Your answer should be only the lines below from the one with "Target = white curved" to the one with "Target = light", repeated exactly, ends included.

## EXERCISE MATERIAL
# # # # #
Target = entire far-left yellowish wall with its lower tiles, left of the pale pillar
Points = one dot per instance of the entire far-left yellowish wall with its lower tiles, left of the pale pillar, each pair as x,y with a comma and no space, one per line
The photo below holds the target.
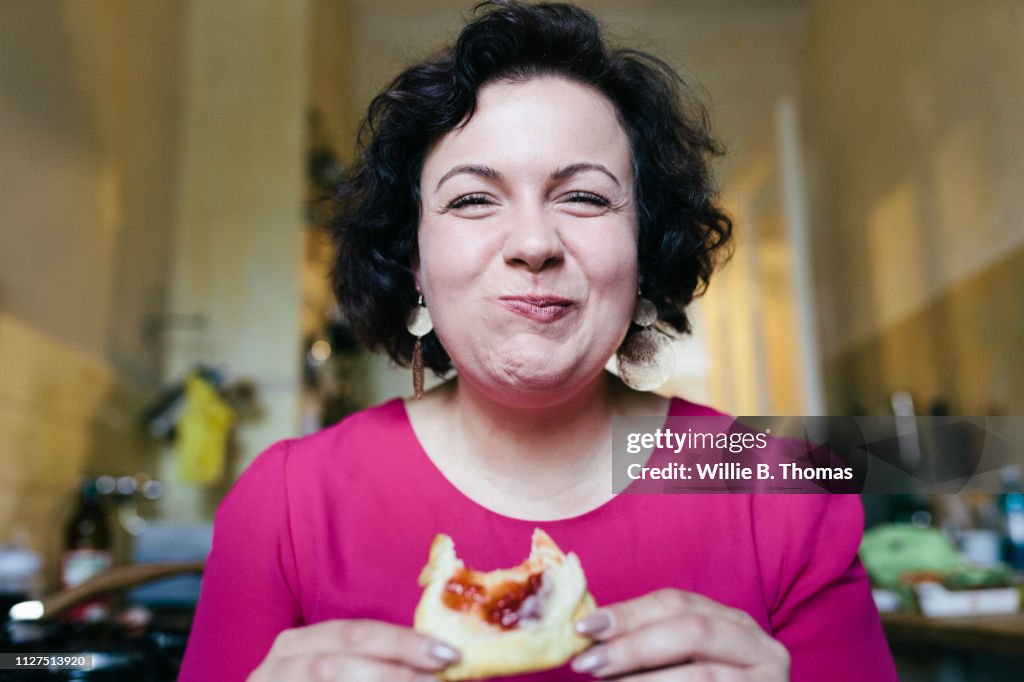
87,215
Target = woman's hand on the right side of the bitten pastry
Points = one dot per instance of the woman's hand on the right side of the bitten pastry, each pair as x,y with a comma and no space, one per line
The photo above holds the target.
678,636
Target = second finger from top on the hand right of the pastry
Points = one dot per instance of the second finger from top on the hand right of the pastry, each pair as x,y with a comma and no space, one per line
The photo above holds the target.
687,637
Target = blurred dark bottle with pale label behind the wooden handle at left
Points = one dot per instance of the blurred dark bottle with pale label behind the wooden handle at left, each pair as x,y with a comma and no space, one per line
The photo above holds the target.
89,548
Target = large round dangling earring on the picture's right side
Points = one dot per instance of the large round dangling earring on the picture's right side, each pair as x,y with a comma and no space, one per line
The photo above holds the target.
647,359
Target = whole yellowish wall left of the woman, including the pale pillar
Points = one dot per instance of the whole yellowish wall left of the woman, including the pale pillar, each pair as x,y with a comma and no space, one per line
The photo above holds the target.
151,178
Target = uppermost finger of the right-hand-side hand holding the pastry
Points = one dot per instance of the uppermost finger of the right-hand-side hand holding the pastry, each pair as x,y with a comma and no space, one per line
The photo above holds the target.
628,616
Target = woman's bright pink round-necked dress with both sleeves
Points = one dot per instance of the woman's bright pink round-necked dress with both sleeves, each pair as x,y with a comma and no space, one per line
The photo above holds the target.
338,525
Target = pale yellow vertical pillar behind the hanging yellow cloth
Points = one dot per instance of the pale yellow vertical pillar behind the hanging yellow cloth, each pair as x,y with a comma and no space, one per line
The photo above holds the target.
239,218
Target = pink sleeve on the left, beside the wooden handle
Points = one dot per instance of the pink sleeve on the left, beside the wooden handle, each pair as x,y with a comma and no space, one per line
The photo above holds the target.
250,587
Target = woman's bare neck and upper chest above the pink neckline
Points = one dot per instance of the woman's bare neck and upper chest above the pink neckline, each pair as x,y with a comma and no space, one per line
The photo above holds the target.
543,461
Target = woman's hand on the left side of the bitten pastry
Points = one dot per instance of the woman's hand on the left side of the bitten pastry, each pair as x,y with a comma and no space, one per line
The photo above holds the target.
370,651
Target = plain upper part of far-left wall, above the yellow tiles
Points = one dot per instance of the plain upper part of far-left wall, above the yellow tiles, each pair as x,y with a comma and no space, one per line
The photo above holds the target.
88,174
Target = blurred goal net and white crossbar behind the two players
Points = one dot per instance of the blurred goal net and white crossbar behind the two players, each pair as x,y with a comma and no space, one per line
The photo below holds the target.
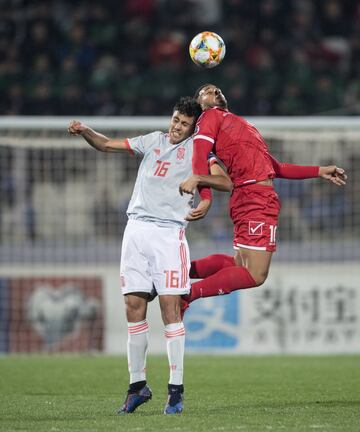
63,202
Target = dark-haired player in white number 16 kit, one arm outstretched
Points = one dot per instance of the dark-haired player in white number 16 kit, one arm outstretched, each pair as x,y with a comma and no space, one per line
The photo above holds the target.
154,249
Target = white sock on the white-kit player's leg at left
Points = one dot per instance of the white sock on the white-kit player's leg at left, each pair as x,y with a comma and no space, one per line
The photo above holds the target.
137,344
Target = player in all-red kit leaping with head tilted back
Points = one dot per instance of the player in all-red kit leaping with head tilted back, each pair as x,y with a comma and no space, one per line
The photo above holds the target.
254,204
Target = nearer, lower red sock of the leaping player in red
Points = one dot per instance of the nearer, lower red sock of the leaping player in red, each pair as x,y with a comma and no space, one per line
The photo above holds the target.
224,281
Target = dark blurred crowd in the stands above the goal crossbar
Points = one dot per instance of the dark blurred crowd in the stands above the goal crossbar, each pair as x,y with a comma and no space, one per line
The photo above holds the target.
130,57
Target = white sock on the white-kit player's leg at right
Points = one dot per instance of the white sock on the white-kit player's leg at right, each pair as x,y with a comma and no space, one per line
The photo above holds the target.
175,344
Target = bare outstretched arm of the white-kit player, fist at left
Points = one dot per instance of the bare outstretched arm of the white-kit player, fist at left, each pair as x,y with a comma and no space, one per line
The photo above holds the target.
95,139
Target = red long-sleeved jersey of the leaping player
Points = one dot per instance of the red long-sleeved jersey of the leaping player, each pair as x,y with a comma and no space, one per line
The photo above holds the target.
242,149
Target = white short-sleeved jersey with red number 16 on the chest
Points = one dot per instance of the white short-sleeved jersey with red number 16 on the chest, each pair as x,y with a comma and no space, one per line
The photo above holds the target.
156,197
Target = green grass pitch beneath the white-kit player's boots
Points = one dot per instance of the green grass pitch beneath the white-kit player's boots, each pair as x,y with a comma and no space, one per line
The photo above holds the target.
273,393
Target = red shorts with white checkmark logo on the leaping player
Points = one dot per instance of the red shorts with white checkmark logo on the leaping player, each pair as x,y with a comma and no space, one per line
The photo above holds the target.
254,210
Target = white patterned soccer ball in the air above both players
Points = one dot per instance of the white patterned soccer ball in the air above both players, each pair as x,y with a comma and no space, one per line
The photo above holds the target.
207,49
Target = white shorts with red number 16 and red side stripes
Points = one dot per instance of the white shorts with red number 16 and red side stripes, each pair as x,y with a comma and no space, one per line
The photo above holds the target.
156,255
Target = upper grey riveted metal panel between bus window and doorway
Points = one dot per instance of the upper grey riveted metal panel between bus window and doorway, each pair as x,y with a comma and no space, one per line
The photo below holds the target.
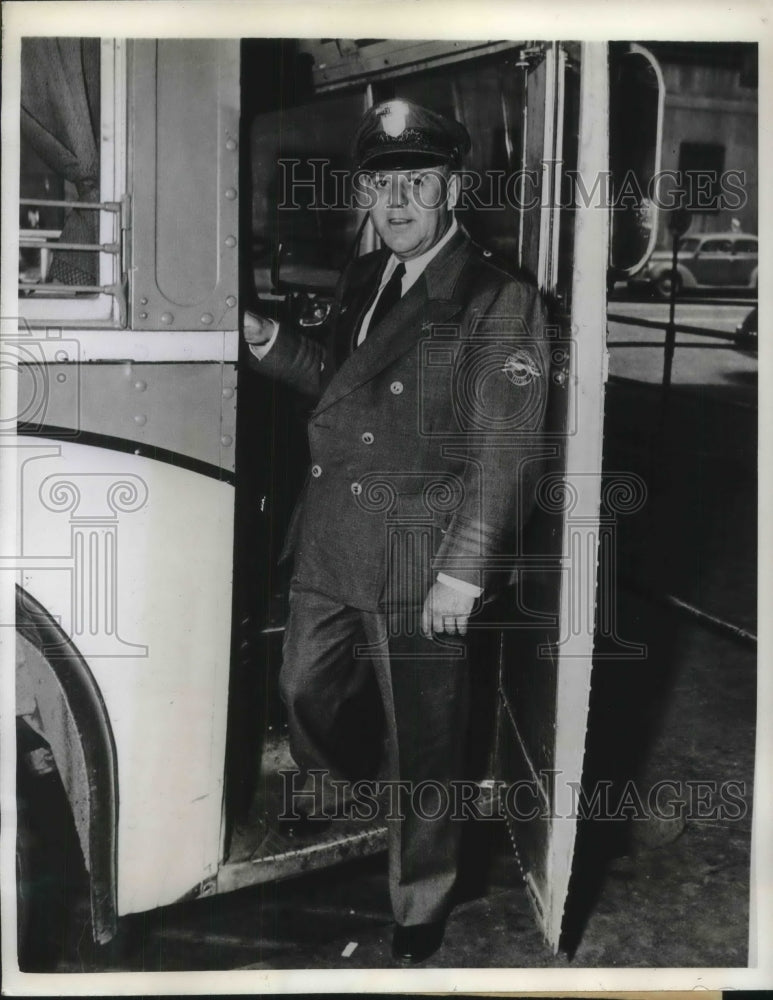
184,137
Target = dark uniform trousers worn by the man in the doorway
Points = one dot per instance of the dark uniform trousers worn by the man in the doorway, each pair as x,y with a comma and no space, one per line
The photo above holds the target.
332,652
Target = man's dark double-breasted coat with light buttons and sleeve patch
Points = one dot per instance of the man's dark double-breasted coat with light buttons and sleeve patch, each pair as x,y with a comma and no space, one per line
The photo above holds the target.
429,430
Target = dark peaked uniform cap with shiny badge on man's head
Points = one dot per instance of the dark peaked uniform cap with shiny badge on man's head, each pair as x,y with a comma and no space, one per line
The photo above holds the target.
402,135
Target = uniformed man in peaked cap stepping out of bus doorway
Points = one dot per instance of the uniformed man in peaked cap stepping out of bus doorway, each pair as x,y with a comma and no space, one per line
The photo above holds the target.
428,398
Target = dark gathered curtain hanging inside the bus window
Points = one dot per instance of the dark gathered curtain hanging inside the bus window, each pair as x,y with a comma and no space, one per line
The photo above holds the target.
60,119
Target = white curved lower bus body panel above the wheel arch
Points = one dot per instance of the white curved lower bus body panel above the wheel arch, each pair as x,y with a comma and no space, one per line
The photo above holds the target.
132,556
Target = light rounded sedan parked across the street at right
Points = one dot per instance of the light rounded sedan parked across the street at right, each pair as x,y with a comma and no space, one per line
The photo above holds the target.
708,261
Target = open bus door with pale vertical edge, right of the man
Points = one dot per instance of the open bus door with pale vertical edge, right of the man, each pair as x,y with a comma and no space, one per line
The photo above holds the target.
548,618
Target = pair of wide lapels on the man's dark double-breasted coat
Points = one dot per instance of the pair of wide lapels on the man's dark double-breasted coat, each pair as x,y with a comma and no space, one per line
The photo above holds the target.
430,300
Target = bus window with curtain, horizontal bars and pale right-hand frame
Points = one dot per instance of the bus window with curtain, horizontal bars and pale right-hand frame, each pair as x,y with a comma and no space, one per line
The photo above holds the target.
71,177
# # # # #
## COMPLETED EXERCISE
Target = white curved lower bus body panel above the wheel arch
Points = one dot per instance of the white curved lower bus body panel above the wheel arch, each pair as x,y with a comma and no space, one per line
The photo above holds the target.
132,556
Target = light rounded sedan parked across the street at right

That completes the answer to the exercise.